##### INPUT MATERIAL
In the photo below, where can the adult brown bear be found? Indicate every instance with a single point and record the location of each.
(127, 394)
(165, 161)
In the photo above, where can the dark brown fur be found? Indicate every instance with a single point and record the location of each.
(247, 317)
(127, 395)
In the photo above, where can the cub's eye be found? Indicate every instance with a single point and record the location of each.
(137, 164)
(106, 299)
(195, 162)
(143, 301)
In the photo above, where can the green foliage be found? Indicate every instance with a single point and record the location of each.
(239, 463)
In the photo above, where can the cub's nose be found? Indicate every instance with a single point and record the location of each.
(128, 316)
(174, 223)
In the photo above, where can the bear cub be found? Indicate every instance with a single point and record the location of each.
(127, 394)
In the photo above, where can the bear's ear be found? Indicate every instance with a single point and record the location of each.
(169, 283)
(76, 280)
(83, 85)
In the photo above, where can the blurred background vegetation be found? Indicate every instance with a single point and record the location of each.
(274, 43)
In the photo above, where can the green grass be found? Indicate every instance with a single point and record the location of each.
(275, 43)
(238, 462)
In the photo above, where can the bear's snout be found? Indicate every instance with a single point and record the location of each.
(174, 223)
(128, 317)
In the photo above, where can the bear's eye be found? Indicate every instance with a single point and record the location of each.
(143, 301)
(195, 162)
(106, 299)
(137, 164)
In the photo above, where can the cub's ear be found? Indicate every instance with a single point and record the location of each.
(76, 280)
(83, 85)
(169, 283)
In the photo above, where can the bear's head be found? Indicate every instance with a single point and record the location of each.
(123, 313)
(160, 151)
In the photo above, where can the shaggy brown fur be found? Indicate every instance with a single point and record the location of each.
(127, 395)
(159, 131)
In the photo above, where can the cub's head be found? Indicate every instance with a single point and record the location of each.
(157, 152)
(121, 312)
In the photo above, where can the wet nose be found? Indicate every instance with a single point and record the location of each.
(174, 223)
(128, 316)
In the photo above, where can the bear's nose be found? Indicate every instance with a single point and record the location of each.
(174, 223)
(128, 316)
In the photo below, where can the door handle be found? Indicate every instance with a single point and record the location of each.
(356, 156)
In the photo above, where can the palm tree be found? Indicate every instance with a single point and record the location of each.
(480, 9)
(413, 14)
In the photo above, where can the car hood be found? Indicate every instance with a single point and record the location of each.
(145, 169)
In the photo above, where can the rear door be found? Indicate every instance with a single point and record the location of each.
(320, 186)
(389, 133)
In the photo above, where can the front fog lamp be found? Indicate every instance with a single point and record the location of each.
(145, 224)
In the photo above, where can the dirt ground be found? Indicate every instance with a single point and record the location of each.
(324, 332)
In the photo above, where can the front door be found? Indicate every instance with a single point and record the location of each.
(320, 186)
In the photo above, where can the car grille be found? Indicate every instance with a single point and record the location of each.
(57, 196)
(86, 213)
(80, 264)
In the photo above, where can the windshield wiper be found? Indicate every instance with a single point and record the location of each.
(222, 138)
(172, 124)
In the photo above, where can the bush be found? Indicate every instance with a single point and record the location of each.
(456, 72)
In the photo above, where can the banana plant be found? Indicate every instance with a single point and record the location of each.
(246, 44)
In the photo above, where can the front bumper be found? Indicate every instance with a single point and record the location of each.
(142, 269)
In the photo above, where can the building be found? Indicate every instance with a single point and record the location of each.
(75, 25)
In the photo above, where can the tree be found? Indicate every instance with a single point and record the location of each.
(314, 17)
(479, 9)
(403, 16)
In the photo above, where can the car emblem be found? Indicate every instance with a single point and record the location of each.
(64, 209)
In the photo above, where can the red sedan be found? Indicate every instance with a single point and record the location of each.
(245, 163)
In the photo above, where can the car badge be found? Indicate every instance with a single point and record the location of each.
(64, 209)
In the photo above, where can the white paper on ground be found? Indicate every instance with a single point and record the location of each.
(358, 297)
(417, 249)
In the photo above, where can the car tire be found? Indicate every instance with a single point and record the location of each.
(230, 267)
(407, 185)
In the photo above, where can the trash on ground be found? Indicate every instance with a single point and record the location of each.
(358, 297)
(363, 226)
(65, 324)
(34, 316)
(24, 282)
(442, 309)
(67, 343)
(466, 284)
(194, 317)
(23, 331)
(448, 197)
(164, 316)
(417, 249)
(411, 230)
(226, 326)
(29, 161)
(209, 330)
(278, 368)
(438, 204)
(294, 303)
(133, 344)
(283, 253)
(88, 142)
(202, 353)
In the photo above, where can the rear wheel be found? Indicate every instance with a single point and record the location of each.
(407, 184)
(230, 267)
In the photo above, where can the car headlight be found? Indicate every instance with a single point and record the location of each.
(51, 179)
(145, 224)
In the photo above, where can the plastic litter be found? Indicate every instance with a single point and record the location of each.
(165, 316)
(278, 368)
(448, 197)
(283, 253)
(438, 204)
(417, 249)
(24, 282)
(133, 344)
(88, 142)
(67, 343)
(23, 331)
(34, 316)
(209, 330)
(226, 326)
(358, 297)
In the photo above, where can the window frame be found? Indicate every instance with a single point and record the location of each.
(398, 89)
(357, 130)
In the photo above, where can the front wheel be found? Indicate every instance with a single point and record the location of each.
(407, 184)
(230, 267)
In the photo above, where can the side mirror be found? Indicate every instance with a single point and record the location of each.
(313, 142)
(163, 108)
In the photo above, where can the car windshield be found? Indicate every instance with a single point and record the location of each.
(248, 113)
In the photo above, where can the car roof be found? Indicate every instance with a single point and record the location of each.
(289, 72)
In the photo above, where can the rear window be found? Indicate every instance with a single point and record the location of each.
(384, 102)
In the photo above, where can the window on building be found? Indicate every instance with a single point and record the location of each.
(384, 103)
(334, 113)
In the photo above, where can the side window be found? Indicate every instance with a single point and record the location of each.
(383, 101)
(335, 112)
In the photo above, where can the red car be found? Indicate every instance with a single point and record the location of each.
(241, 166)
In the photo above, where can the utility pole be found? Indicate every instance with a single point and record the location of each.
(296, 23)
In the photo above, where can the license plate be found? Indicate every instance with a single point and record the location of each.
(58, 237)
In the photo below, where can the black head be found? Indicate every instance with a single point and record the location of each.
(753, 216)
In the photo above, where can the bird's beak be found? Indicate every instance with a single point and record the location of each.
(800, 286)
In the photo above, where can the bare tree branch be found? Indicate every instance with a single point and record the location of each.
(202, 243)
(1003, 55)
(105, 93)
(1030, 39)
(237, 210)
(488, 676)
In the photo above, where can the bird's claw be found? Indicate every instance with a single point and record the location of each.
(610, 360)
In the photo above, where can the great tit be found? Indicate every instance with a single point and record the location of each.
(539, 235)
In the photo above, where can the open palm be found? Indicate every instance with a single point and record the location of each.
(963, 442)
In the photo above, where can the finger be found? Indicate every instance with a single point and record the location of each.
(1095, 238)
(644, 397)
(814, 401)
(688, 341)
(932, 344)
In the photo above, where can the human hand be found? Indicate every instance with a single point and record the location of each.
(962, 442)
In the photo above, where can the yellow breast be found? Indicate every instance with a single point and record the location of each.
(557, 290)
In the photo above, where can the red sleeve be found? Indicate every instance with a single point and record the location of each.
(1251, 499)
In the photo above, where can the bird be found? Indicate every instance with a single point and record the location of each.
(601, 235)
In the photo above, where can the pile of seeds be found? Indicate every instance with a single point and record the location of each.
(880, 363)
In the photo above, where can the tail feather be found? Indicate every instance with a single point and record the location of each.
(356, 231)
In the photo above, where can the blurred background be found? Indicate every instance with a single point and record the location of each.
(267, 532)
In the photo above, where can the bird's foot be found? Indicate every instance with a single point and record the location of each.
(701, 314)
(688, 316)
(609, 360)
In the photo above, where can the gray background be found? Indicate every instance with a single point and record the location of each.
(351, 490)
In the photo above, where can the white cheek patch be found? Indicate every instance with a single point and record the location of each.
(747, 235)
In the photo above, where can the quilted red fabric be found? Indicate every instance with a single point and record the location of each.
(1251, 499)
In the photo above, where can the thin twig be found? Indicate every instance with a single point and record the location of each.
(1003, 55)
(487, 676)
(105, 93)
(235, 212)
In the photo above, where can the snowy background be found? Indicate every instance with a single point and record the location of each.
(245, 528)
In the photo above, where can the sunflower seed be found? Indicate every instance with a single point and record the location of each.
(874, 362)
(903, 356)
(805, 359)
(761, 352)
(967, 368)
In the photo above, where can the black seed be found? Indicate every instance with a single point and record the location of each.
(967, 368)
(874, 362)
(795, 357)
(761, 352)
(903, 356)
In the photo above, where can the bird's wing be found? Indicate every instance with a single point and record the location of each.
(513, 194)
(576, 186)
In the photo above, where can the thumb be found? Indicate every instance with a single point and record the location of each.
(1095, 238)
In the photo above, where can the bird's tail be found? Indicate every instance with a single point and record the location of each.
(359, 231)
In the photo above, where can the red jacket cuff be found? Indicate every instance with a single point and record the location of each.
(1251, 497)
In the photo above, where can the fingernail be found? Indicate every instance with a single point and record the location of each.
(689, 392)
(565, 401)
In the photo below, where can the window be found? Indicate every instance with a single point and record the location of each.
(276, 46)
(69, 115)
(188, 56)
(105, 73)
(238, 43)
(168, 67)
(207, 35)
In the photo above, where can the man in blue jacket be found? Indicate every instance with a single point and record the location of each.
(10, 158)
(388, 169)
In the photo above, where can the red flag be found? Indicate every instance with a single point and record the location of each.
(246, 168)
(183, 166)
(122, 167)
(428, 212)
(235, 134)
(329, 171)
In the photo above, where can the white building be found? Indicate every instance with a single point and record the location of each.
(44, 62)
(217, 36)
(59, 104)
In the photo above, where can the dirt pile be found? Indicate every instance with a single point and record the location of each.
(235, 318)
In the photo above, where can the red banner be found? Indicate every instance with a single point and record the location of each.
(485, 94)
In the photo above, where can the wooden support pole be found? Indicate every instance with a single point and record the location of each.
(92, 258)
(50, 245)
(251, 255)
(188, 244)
##########
YOUR INSTRUCTIONS -> Can you rewrite only the entries starting with the line that contains "In the photo above, where can the thumb" and going on through the line that contains "(1251, 497)", replacing "red jacket cuff" with "blue jacket cuff" and leaving everything else unchanged?

RESULT FOR THIS EXERCISE ->
In the photo above, where can the thumb be found? Indicate every instance with a single point and record the location of each.
(1095, 238)
In the photo above, where can the bird's tail be found? Indicate every instance with a single point and record the location of each.
(359, 231)
In the photo above, where can the blue jacket cuff be found? Indicate every instance with a single point and record the location of each.
(1251, 497)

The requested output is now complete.